Tally the lines below that contain the string "building" and give only that number.

### The records:
......

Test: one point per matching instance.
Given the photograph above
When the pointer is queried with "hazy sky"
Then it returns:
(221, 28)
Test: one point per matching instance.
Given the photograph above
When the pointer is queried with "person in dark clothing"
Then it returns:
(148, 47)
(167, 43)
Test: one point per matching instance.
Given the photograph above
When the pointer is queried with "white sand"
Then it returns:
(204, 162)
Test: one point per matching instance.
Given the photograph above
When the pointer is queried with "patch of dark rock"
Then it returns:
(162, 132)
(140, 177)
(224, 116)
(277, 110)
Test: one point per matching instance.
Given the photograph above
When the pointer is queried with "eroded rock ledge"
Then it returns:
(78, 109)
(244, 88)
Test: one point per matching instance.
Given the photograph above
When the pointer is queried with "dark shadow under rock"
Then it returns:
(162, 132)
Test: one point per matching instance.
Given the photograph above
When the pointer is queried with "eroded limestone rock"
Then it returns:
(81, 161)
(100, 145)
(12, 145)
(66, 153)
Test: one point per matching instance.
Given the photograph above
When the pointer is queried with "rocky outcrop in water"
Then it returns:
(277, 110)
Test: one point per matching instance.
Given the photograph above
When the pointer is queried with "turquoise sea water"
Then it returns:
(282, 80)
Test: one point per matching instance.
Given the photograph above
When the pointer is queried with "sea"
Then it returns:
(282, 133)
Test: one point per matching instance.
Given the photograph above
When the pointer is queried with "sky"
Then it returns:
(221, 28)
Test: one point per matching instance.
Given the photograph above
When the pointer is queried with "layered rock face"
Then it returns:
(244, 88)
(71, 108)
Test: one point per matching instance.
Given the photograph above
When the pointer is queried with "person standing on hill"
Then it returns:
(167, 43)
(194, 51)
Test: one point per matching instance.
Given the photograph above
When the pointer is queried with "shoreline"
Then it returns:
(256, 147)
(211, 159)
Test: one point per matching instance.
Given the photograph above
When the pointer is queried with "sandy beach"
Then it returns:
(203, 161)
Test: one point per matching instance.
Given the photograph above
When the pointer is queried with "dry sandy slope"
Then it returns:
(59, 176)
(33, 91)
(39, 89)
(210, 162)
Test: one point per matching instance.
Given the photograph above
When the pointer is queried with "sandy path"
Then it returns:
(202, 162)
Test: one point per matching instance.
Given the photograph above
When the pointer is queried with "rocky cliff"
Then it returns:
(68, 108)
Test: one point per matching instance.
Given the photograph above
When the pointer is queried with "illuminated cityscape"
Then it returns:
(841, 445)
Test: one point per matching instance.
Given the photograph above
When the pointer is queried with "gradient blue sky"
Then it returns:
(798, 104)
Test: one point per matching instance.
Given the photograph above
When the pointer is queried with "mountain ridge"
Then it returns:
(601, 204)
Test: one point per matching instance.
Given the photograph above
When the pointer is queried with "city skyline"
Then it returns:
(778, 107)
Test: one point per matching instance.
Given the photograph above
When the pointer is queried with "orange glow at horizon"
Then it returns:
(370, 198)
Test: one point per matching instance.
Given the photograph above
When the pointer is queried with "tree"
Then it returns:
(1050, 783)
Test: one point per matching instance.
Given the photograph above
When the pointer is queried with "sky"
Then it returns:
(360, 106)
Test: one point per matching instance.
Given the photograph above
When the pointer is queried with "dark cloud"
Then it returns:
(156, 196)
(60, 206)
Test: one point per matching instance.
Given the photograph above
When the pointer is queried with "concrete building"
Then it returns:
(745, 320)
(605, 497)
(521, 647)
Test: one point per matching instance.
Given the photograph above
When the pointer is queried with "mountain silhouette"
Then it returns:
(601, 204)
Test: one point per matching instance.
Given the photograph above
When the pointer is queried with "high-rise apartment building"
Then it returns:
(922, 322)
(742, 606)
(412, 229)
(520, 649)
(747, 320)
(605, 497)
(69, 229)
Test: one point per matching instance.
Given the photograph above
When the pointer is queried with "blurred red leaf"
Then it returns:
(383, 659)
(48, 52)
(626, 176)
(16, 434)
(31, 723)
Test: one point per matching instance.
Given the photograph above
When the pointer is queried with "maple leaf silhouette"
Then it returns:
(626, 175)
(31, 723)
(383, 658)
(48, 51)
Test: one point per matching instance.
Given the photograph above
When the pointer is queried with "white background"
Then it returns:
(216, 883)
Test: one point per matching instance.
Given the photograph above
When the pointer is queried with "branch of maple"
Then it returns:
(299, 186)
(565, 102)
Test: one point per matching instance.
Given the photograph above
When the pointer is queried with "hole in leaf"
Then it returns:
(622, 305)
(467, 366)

......

### Expected answer:
2